Now, while undergoing his physical and mental rehabilitation, he helps the newly arriving wounded settle in over at Fort Gordon, but before being sent stateside early last December, King ran convoy escort missions in Iraq, grueling five- to seven-day trips spent protecting 100 to 150 semi-trucks full of supplies.

In a mission like this, every patrol vehicle is responsible for 10-15 of the convoy's trucks, but since semis aren't necessarily designed to run balls-out in the sand and heat, that ratio can change in a heartbeat. No matter what happens to any single truck, the convoy will never stop.

Suck it up and drive on.

When one of the semis goes down, two escort vehicles pull back to give the disabled vehicle more protection, which then leaves each of those left defending the convoy responsible for about 30 trucks.

And, of course, all this is going on while taking fire and dealing with the improvised explosive devices (IEDs) left for them by local insurgents.

While King says conditions along the roads are getting better, military hospitals around the country are still filling with casualties whose wounds go far deeper than flesh and bone.

"When I came back the first time, five guys from my unit killed themselves," King says.

"You come back home and meet with the doctors, but you're not the same. You're thinking you're the same because you've survived all this time doing what you have to do, and you're used to it. You're more to yourself about a lot of things, but they're telling you it's fine - it'll be OK in a couple of months."

Suck it up and drive on.

This time, thanks to the Warrior Transition Battalion, King is finding that things are different. So far, only two guys from his unit have killed themselves, and if that seems like a gruesomely modest gain, it's a gain nevertheless.

"Now, coming off this one, you bring up a health issue you have and they're paying close attention to it," he says. "The help is there for you."

That help is coordinated in part by Staff Sergeant Showers, a former Wounded Warrior who's now a squad leader at the VA's Active Duty Rehab Unit.

As squad leader, he's part of a triad that also includes the soldier's nurse case manager and the medical doctor/care team. Together, they meet about once a week to discuss the individual soldier's progress.

"We don't want a soldier leaving here not getting the best care possible," Showers says.

The Warrior Transition Battalion, which started out as the Warrior Transition Unit around 2005, is a way to help wounded soldiers transition to their post-injury futures. Sometimes that means transitioning back to their units, sometimes that means transitioning into a new military job and sometimes that means transitioning out of the military altogether.

For Showers, who says he had a run in with a couple of roadside bombs that left him with a broken ankle, a torn knee and medium to severe TBI, that transition has brought him into a leadership position within the triad, and since he's been through the program himself, he knows what the soldiers are going through, especially the TBI.

Dataset:

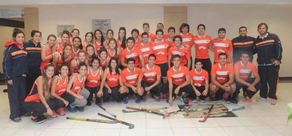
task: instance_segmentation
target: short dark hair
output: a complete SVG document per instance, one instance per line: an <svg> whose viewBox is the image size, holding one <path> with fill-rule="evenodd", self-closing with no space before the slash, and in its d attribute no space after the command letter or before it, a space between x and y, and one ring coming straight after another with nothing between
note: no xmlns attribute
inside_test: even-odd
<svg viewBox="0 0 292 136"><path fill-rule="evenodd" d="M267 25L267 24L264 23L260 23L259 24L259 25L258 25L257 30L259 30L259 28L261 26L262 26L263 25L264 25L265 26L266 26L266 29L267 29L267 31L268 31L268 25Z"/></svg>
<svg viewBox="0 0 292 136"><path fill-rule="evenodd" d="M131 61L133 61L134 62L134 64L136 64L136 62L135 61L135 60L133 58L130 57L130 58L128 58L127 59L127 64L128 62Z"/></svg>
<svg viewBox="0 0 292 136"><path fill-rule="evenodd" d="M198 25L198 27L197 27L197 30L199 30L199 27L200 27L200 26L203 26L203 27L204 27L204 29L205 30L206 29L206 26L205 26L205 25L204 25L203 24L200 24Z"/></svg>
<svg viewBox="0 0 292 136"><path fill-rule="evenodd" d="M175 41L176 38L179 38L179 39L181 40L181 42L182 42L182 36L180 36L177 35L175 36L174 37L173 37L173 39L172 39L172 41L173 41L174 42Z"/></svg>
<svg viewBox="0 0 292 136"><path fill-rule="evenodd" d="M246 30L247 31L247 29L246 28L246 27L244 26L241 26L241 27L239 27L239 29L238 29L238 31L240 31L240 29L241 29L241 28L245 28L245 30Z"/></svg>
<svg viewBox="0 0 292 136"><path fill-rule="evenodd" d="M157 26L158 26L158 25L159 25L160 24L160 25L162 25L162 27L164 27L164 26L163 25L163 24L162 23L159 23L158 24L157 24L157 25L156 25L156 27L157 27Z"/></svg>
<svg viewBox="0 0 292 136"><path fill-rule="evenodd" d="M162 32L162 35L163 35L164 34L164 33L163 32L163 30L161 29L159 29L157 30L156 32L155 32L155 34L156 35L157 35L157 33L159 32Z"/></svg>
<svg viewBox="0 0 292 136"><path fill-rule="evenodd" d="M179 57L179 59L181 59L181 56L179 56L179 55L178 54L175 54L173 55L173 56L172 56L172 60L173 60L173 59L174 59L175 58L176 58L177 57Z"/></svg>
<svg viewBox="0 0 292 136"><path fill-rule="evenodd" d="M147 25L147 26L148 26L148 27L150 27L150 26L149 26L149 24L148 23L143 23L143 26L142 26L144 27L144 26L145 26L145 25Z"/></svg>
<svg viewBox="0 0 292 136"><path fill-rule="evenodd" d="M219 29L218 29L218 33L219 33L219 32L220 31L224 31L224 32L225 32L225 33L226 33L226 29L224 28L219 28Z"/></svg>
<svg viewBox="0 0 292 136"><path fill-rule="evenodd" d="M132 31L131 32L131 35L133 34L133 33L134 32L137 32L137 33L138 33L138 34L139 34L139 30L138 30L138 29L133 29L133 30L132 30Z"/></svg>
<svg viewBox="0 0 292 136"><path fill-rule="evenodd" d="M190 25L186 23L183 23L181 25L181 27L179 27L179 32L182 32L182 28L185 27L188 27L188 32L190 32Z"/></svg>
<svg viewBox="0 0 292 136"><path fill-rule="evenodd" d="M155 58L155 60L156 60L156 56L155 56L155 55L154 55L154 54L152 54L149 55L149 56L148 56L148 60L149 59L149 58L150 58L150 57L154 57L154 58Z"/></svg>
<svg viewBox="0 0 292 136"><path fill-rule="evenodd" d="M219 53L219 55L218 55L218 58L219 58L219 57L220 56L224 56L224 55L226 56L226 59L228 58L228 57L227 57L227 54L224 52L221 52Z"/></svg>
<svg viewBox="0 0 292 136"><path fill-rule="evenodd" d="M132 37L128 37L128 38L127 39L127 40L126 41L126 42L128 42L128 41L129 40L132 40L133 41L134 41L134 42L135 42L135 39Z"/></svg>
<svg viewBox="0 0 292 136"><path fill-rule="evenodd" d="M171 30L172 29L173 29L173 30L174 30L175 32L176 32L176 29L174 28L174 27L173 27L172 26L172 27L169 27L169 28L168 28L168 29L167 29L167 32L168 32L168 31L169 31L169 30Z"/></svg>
==
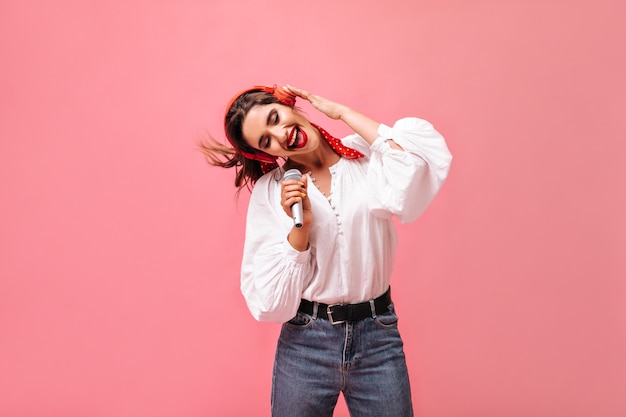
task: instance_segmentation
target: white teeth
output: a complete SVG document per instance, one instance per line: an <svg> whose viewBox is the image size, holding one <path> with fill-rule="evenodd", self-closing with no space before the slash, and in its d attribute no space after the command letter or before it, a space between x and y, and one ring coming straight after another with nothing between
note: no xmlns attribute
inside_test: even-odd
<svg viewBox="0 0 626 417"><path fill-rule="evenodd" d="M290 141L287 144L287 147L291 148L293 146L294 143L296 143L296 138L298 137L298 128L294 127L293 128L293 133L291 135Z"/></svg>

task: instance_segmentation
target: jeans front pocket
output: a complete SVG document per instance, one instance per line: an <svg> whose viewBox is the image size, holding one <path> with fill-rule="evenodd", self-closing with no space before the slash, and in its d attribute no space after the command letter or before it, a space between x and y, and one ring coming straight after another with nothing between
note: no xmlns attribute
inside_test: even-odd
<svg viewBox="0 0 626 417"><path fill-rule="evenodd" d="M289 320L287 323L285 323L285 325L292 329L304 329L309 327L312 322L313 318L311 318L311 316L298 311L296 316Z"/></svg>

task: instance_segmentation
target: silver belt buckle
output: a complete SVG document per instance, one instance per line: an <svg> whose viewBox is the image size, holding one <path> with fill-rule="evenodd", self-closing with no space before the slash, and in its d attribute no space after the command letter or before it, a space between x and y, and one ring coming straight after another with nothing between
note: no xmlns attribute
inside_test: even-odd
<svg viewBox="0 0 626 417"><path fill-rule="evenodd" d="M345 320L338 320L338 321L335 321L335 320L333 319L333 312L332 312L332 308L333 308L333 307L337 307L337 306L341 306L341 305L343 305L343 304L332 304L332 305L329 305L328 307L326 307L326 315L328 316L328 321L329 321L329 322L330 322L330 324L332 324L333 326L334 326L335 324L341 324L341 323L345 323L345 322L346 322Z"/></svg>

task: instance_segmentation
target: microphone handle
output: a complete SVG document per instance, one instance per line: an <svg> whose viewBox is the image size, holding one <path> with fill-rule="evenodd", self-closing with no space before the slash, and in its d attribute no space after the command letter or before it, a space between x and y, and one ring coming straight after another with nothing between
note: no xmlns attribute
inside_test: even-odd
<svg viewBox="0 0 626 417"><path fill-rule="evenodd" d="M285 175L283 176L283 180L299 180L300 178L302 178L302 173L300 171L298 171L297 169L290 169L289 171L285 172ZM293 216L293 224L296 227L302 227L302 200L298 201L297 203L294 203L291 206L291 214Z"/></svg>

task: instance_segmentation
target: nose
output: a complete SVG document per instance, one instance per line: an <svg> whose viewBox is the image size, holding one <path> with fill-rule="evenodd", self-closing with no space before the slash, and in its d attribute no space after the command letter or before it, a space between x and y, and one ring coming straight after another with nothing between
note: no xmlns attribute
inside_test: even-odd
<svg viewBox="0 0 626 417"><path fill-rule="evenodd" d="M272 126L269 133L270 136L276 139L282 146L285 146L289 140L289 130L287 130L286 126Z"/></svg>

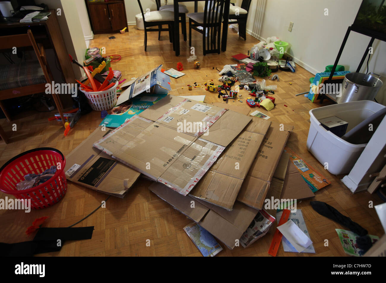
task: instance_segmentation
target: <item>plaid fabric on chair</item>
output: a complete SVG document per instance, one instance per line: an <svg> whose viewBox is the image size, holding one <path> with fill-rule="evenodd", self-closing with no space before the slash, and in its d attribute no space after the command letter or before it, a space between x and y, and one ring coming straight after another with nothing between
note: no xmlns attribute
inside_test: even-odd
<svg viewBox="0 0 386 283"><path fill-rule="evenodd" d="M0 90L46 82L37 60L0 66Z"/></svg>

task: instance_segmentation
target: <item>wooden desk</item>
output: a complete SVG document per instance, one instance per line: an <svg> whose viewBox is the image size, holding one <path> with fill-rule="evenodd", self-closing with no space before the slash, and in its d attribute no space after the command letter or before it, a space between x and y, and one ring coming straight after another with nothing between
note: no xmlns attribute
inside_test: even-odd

Instructions:
1. From the passage on the Warrior Transition Battalion, quote everything from "As squad leader, he's" down to "the military altogether.".
2. Please decide whether each statement agrees with the passage on the Warrior Transition Battalion, answering yes or no and quoting the words of the passage that settle it: (a) King's convoy escort missions in Iraq protected 100 to 150 semi-trucks. (b) The convoy halts when one of its trucks breaks down. (c) Showers' triad meets about once a month to discuss a soldier's progress.

Results of the tasks:
1.
As squad leader, he's part of a triad that also includes the soldier's nurse case manager and the medical doctor/care team. Together, they meet about once a week to discuss the individual soldier's progress.

"We don't want a soldier leaving here not getting the best care possible," Showers says.

The Warrior Transition Battalion, which started out as the Warrior Transition Unit around 2005, is a way to help wounded soldiers transition to their post-injury futures. Sometimes that means transitioning back to their units, sometimes that means transitioning into a new military job and sometimes that means transitioning out of the military altogether.

2.
(a) Yes: "protecting 100 to 150 semi-trucks full of supplies"
(b) No: "No matter what happens to any single truck, the convoy will never stop."
(c) No: "they meet about once a week to discuss the individual soldier's progress"